*DIRECTIONS FOR THIS TASK*. Look through the records below, and copy out every line that holds the string "Quickstart".

WORKING DATA START

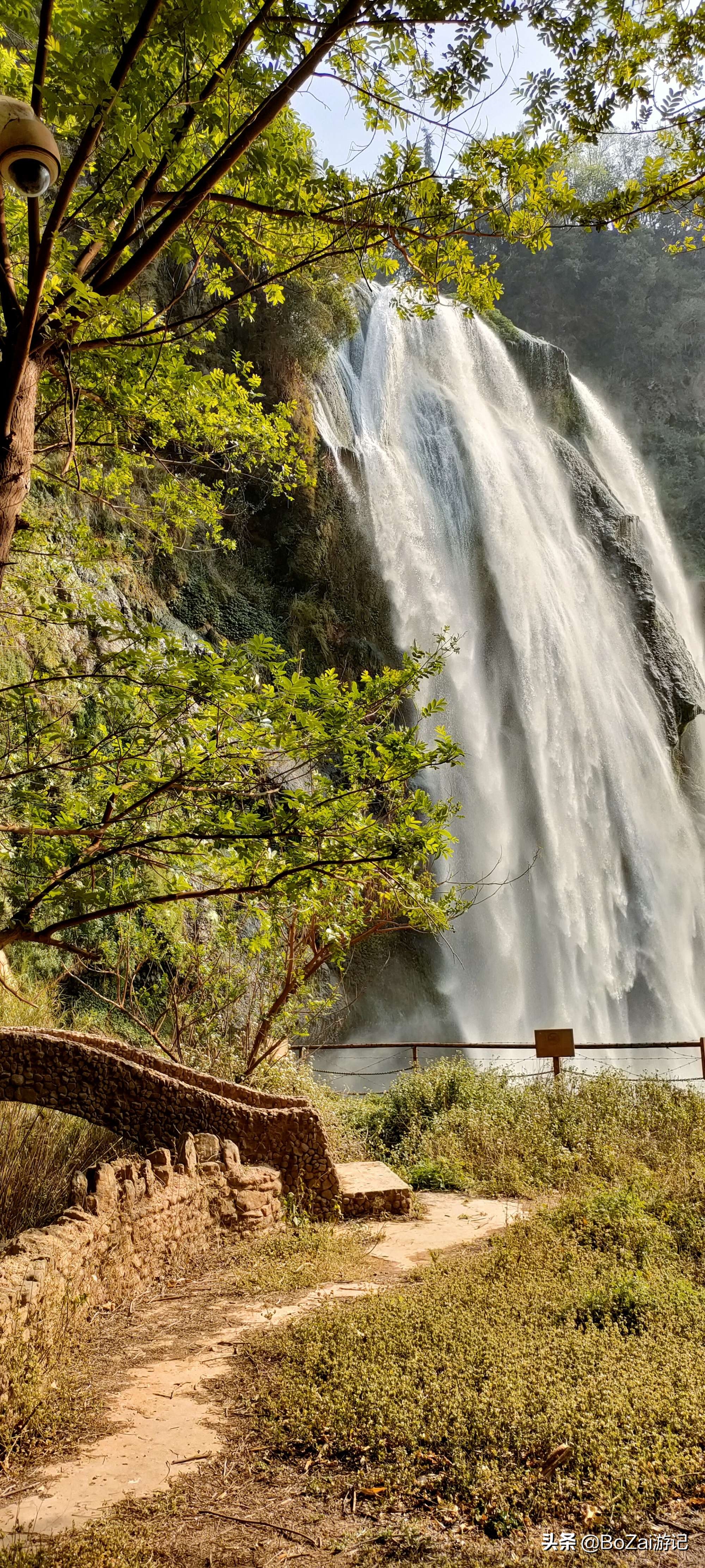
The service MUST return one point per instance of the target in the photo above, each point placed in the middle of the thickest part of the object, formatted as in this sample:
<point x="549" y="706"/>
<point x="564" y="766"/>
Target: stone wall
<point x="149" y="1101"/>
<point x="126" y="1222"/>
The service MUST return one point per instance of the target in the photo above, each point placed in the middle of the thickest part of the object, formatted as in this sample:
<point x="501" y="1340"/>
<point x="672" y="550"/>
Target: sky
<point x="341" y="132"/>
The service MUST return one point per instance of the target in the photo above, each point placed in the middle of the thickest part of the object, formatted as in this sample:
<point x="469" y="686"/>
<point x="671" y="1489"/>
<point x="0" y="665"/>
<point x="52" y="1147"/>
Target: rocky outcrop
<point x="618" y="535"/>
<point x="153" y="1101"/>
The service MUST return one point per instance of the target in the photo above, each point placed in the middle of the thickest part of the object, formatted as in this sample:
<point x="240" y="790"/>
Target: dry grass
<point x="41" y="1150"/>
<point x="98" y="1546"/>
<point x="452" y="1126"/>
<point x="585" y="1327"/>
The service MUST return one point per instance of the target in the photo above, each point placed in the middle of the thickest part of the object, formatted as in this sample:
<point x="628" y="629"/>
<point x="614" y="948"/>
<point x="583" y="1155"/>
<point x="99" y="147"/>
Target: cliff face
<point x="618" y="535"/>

WORKING DATA END
WORKING DATA START

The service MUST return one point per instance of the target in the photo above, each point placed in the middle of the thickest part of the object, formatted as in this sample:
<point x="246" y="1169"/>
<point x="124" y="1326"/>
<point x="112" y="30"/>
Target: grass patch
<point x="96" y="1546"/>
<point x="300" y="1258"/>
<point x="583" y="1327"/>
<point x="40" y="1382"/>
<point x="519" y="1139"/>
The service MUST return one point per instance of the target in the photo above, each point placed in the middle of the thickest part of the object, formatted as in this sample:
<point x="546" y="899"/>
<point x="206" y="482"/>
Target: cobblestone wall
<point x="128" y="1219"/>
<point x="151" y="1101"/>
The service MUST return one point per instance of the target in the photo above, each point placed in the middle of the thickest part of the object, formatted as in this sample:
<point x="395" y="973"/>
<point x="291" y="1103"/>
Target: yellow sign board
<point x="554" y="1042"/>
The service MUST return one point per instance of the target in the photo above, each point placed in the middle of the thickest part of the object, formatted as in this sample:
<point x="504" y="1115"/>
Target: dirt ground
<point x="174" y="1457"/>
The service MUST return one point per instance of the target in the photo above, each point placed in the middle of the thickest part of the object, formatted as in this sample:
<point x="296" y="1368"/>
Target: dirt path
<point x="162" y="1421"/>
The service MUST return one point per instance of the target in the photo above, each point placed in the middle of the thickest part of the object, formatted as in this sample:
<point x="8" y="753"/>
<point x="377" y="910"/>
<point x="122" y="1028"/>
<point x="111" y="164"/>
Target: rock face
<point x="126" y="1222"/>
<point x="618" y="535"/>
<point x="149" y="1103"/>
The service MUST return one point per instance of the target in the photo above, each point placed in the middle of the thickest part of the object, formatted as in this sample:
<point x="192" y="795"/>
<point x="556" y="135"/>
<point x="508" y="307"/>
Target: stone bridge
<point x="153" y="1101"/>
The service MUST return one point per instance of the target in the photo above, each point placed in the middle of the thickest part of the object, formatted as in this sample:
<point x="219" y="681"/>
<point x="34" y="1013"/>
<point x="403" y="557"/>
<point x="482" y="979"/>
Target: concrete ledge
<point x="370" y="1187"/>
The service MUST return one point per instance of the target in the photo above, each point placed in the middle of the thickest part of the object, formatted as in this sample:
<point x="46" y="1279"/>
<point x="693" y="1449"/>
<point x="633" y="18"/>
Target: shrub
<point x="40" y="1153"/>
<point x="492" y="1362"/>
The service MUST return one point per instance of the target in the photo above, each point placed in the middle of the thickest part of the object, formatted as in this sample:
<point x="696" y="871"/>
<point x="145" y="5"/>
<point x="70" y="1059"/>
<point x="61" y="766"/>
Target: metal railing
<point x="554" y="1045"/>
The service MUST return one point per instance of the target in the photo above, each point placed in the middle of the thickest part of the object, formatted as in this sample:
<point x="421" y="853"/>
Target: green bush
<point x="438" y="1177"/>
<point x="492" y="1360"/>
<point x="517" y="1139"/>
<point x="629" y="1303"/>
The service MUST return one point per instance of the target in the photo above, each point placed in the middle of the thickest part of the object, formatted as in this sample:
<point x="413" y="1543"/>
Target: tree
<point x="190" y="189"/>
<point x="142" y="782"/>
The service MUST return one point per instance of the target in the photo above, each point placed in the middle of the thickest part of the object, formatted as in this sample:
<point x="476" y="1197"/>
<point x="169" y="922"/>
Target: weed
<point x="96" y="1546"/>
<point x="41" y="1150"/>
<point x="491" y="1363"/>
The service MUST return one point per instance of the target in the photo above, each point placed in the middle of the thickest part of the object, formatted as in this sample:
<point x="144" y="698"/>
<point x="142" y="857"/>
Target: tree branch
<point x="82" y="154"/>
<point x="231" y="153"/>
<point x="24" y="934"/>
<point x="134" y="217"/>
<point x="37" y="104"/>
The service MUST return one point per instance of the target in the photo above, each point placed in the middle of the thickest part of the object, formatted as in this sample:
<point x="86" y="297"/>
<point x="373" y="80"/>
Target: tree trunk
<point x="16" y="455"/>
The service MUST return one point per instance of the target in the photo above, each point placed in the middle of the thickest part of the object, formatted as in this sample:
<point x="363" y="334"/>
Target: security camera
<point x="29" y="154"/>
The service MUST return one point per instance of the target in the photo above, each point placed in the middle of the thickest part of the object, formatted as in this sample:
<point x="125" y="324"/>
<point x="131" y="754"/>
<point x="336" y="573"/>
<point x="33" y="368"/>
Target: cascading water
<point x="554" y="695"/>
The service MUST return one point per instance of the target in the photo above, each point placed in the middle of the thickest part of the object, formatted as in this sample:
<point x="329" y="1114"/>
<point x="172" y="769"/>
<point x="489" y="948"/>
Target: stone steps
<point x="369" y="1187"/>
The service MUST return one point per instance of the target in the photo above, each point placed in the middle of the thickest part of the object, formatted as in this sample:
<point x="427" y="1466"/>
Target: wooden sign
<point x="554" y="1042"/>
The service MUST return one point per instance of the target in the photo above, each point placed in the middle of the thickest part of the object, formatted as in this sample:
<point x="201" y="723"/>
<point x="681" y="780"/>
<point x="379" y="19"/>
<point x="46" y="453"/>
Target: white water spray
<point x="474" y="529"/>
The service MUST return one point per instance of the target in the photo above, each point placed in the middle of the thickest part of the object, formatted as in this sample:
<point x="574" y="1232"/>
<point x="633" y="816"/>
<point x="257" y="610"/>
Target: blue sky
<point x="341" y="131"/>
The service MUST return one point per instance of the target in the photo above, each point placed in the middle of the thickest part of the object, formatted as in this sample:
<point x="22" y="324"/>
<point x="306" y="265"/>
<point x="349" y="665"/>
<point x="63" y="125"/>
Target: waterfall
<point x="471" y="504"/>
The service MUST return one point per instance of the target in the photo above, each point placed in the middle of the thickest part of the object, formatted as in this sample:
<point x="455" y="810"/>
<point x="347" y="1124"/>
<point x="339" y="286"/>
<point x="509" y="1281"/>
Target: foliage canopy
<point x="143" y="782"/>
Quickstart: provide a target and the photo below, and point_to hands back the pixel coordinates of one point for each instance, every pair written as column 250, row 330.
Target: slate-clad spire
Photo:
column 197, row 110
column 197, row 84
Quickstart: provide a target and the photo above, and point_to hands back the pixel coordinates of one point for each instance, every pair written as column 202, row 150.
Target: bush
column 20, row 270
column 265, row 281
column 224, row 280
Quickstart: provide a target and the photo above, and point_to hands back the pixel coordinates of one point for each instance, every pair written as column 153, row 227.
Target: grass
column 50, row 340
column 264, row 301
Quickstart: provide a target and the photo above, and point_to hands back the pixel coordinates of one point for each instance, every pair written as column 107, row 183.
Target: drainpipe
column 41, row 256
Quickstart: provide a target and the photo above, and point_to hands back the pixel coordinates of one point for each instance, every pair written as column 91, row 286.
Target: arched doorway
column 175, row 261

WORKING DATA END

*SOLVED PROBLEM*.
Quickstart: provide a target and the photo below, and point_to hands back the pixel coordinates of one point for each instance, every pair written as column 250, row 330.
Quickstart: provide a target and the photo above, and point_to hands back the pixel coordinates of one point for each instance, every pair written as column 202, row 150.
Quickstart: provide a target and the photo above, and point_to hands back the pixel coordinates of one point for each instance, every pair written as column 153, row 227.
Quickstart: provide a target and the photo above, and point_to hands back the pixel coordinates of one point for each instance, every pair written as column 107, row 183.
Quickstart: provide a target and the photo above, and point_to hands back the pixel coordinates of one point for each instance, every pair written as column 91, row 286.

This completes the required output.